#### Your objective:
Lay out the entries below as a two-column CSV with the columns instruction and answer: one row per entry, holding its text and its answer, each in a single quoted field with line breaks turned into spaces. Begin at the line that has "Find the asphalt" and continue through the end of the entries.

^^^^

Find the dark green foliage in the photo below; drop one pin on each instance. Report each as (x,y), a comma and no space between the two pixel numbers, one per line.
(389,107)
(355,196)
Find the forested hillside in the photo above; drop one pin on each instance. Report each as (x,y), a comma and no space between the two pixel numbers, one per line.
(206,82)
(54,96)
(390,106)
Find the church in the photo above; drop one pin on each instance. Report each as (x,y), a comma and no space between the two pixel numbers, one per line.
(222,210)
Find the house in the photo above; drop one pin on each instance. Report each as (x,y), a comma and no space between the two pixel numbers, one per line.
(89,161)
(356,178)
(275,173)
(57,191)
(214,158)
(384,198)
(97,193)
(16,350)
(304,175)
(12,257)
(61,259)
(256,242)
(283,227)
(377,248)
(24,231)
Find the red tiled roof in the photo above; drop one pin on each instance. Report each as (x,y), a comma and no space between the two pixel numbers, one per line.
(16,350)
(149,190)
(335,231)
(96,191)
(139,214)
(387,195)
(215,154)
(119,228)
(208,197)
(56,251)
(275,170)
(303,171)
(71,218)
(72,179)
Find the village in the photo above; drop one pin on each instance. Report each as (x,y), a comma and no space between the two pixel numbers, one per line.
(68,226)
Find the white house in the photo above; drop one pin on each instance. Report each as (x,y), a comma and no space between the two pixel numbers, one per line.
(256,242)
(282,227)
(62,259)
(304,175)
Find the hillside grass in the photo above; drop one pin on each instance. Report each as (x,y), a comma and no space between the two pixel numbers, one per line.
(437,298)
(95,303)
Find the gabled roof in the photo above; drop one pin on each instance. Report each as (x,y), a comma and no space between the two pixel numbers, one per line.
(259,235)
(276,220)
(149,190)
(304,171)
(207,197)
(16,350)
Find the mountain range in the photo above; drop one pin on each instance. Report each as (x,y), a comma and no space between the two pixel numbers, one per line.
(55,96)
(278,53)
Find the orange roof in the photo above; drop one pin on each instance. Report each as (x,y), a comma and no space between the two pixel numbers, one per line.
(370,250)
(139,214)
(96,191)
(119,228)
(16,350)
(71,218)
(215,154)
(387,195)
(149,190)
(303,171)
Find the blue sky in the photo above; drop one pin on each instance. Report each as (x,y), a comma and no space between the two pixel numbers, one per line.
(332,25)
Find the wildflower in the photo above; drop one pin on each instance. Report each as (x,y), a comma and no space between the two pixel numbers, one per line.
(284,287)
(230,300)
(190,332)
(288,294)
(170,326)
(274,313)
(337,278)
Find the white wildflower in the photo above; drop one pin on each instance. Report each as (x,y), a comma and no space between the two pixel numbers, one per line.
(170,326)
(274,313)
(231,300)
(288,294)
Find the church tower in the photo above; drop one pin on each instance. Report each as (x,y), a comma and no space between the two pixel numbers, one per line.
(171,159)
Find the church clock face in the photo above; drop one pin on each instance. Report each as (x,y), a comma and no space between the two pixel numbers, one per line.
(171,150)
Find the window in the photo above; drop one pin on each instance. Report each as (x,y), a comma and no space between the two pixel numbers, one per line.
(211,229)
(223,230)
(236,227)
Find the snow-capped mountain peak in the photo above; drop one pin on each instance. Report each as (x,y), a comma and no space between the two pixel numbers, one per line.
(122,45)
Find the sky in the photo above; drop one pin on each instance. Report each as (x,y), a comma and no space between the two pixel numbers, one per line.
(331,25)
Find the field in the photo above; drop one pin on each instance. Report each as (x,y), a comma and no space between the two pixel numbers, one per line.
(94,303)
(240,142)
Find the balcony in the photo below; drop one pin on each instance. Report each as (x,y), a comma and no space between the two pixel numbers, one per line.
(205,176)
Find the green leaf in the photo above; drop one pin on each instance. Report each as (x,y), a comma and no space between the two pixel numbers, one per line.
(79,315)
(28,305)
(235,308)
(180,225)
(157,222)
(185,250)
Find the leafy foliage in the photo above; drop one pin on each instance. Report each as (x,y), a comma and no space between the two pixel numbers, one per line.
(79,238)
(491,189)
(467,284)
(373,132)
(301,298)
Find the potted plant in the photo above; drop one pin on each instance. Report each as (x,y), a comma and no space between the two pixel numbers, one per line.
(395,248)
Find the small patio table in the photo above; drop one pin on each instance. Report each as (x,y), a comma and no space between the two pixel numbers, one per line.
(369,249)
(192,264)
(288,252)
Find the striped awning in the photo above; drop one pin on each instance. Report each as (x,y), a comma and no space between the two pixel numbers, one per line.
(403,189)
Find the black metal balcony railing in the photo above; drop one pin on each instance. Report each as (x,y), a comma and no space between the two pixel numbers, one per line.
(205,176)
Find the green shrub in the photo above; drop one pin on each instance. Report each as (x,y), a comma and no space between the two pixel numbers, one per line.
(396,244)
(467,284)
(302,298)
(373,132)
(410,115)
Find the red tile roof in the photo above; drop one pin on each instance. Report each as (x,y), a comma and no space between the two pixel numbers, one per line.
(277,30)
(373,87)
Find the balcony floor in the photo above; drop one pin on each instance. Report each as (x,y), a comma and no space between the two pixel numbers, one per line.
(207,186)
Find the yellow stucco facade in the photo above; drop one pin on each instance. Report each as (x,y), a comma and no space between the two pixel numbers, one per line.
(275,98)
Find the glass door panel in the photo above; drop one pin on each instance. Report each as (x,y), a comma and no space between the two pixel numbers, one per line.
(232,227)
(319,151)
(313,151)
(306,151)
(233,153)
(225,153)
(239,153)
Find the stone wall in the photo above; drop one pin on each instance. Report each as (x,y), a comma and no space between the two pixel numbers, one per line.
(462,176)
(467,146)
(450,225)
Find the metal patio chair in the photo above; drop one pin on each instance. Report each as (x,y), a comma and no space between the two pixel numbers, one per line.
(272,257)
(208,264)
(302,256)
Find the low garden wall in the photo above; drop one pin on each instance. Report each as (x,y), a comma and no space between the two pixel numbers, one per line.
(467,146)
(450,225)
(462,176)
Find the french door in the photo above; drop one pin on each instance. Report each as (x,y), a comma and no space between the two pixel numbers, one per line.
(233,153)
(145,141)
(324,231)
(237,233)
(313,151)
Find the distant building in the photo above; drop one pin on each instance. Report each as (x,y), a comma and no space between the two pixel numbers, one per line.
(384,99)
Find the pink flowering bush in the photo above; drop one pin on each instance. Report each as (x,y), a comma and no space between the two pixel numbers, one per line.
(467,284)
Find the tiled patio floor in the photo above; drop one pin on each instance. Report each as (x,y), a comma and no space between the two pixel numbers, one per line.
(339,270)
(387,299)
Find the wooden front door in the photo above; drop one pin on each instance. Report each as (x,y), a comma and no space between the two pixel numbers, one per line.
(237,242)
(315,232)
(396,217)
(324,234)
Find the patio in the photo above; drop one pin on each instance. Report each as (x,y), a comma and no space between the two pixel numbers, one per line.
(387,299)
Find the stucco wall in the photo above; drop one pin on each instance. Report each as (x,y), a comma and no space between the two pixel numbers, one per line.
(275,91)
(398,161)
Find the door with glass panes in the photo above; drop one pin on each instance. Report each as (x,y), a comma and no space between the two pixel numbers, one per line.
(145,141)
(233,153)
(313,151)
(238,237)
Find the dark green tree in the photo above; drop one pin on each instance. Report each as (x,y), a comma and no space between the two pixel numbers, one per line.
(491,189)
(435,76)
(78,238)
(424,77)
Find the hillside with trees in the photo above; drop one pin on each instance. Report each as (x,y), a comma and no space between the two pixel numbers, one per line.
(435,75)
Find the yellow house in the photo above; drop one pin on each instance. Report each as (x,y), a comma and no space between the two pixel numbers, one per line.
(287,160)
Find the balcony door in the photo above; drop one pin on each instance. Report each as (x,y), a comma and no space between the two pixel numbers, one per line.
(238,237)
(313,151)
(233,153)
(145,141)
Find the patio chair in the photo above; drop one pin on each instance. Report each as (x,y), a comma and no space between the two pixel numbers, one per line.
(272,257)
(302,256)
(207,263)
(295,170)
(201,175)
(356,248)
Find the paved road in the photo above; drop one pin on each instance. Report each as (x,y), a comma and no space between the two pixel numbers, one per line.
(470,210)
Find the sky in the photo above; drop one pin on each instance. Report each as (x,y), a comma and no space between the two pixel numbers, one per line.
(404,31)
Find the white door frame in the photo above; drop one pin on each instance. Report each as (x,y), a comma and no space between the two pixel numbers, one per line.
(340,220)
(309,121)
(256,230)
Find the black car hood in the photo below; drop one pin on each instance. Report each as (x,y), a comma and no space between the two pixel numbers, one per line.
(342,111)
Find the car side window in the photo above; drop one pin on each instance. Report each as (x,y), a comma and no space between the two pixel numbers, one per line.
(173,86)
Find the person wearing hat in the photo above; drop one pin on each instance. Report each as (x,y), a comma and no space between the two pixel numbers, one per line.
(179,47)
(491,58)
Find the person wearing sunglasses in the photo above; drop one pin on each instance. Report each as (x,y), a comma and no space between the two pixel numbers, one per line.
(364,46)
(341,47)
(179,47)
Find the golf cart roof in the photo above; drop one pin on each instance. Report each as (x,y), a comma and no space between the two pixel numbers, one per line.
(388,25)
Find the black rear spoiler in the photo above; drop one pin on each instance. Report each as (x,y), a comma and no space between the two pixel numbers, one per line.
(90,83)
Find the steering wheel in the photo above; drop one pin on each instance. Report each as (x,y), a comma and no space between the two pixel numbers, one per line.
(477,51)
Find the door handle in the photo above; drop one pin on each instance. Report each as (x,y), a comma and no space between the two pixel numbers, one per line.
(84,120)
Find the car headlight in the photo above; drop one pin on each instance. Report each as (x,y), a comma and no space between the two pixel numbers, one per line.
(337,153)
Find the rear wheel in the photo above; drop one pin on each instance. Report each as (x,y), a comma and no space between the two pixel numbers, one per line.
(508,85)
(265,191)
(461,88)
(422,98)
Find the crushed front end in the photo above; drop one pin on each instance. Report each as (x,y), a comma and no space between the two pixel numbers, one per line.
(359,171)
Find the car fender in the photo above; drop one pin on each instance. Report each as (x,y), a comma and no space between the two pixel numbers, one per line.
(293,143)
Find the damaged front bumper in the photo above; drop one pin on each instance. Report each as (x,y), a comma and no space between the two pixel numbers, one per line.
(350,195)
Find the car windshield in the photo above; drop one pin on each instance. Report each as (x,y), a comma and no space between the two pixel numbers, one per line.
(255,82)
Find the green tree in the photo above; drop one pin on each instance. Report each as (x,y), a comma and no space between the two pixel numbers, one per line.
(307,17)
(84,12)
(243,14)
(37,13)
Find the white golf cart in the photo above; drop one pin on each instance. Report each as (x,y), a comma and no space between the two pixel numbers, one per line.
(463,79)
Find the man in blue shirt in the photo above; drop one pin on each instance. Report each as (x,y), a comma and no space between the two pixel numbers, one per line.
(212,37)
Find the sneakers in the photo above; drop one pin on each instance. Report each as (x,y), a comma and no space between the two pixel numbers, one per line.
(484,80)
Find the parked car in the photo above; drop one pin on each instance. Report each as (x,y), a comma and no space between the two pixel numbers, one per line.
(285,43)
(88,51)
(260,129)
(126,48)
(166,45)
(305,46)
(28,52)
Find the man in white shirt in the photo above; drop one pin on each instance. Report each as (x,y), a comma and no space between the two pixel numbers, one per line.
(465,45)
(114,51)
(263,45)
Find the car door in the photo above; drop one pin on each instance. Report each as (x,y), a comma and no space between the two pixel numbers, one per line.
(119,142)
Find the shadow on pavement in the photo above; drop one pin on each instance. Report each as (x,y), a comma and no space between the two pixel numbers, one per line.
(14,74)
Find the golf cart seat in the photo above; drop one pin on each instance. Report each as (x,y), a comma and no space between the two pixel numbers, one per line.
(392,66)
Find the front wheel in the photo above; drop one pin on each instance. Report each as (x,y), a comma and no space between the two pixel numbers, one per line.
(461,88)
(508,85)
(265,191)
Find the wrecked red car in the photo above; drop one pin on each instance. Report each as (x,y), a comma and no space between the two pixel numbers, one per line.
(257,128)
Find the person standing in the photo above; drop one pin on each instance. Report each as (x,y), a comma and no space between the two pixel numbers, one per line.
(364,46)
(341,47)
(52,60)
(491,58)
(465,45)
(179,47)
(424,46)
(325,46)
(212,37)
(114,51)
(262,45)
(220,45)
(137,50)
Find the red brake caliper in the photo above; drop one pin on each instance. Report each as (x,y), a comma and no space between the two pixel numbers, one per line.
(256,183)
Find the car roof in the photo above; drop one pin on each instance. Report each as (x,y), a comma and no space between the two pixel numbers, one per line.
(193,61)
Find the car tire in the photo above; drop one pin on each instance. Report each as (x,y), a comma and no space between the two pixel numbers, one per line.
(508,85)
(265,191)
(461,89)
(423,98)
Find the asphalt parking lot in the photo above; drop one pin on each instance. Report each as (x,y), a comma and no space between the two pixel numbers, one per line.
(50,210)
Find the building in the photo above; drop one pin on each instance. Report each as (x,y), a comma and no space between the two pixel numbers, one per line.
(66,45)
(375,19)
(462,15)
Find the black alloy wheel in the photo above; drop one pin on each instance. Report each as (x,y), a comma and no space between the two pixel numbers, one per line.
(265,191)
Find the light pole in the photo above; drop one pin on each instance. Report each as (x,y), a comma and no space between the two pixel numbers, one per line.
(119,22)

^^^^

#### Response below:
instruction,answer
"Find the asphalt parking lot in the photo above; drop one pin on each instance. Report each as (x,y), a comma and no space between the two pixel numbers, one per line.","(50,210)"
"Find the building in the photo above; drop one pin on each instance. Report each as (x,y), a comma and no space between the two pixel numbers, one per line.","(66,45) (375,19) (462,15)"
"Find the black alloy wheel in the photo above; drop one pin on each instance. Report each as (x,y), a comma and no space between the two pixel numbers, one per line.","(265,191)"
"Find the light pole in the photo above; drop one pin on each instance. Report each as (x,y), a comma and no space between the two pixel numbers, one per line.","(119,22)"